[[ RECORDS SUPPLIED open ]]

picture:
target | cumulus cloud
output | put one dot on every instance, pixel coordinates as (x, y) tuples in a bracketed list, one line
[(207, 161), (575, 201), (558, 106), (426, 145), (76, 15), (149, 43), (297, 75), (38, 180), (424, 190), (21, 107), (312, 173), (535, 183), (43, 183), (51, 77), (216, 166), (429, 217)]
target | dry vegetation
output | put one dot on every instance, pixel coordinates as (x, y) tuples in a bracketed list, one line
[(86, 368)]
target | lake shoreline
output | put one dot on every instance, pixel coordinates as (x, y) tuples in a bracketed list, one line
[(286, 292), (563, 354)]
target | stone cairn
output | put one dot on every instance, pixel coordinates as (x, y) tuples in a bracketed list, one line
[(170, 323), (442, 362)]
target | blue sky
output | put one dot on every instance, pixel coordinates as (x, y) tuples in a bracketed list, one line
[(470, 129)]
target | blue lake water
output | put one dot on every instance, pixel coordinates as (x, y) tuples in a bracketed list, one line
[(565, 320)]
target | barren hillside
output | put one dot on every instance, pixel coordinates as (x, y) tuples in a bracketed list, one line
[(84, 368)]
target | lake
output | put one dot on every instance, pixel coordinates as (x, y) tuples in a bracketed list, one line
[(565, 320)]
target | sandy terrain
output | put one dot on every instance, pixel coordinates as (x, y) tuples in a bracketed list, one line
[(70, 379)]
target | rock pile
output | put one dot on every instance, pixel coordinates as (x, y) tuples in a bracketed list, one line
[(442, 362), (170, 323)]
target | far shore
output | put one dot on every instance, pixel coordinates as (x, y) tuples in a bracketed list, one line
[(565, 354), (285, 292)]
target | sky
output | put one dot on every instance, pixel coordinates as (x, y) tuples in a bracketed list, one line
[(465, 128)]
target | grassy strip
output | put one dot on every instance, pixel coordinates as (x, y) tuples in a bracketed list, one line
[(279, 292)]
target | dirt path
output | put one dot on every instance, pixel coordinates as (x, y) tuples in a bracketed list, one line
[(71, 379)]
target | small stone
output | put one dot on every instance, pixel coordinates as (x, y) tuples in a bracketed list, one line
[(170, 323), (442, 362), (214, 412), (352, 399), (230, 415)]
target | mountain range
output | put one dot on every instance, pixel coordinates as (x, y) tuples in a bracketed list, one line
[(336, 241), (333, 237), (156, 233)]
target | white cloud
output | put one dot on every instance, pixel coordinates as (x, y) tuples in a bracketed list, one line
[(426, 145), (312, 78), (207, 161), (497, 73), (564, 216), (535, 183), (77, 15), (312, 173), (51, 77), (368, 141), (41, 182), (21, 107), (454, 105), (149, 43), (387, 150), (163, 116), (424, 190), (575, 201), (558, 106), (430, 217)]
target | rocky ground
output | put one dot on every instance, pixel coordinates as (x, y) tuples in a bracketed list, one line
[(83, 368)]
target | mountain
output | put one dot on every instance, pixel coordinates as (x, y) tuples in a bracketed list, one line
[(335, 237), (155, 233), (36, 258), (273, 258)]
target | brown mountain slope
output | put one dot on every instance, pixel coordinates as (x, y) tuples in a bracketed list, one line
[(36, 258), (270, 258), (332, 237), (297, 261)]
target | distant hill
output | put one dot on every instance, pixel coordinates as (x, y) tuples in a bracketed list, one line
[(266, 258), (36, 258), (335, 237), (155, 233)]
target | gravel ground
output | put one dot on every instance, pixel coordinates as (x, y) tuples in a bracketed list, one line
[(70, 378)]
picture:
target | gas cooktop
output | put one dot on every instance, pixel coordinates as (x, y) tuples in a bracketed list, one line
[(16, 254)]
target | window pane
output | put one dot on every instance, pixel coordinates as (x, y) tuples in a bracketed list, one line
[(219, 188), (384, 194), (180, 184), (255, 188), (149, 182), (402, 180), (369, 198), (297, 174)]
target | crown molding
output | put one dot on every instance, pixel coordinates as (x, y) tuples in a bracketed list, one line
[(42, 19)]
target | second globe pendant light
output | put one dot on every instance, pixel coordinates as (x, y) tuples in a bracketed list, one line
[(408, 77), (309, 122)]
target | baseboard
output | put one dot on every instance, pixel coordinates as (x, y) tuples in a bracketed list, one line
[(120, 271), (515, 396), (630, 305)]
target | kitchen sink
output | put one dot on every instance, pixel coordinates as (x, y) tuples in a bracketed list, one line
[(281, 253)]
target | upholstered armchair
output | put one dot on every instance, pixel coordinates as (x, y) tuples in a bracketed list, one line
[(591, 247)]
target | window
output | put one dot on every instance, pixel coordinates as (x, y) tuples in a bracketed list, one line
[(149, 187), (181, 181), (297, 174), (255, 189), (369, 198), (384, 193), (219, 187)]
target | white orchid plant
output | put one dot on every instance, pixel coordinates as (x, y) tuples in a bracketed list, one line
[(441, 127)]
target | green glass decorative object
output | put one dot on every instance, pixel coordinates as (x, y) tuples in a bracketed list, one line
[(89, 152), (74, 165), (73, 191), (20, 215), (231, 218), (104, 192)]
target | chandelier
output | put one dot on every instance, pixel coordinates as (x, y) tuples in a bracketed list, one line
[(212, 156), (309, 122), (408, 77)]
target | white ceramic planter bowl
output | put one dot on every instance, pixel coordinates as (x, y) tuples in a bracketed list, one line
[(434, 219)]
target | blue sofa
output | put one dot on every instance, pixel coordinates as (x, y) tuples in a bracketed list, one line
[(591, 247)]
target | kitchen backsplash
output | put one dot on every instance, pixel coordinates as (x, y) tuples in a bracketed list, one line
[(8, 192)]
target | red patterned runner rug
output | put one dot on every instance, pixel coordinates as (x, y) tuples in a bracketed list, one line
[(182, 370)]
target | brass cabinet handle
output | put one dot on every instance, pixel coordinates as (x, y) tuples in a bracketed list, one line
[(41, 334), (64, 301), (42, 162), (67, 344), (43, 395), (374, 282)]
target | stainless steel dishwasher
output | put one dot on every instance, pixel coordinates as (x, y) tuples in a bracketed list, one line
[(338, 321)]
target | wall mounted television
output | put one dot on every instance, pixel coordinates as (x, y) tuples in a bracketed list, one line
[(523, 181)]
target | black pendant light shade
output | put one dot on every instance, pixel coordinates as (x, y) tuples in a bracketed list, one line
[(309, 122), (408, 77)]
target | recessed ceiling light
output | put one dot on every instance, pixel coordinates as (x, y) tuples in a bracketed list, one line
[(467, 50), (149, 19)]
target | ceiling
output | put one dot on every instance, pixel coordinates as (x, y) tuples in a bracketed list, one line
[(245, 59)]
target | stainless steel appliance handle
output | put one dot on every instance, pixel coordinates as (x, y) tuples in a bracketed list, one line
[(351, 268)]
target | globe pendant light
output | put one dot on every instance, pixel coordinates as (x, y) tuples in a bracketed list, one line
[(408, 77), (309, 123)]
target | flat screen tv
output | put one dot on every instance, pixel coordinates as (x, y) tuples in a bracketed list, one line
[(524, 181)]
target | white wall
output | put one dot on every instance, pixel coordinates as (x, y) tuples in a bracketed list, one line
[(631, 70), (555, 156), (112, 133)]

[[ RECORDS SUPPLIED closed ]]

AIM OF THE EXERCISE> Your output should be an exact copy of the lines from the top of the listing above to the line with "target | sandy terrain", both ends included.

ANSWER>
picture:
target | cumulus cloud
output | put one dot on every instance, pixel coordinates as (x, y) tuples in a bracketed list, one line
[(207, 161), (575, 201), (558, 106), (426, 145), (76, 15), (149, 43), (297, 75), (38, 180), (424, 190), (21, 107), (312, 173), (535, 183), (43, 183), (51, 77), (216, 166), (429, 217)]
target | dry vegetation
output | put one dot on every instance, pixel coordinates as (x, y) tuples in a bracketed list, one line
[(86, 368)]
target | lake shoreline
output | put one dot on every instance, pixel coordinates as (x, y) tuples in a bracketed list, one line
[(286, 292), (563, 354)]
target | stone cairn
output | put one dot on every instance, pixel coordinates as (x, y) tuples in a bracketed list, one line
[(170, 323), (442, 362)]
target | blue sky
output | put one dot on every instance, pixel coordinates as (x, y) tuples in a bracketed list, one line
[(470, 129)]
target | blue lake water
output | put one dot on every instance, pixel coordinates as (x, y) tuples in a bracketed list, one line
[(565, 320)]
target | barren hillside
output | put one dot on every instance, pixel coordinates as (x, y) tuples in a bracketed list, one line
[(84, 368)]
target | lake
output | put one dot on every instance, pixel coordinates as (x, y) tuples in a bracketed list, one line
[(565, 320)]
target | sandy terrain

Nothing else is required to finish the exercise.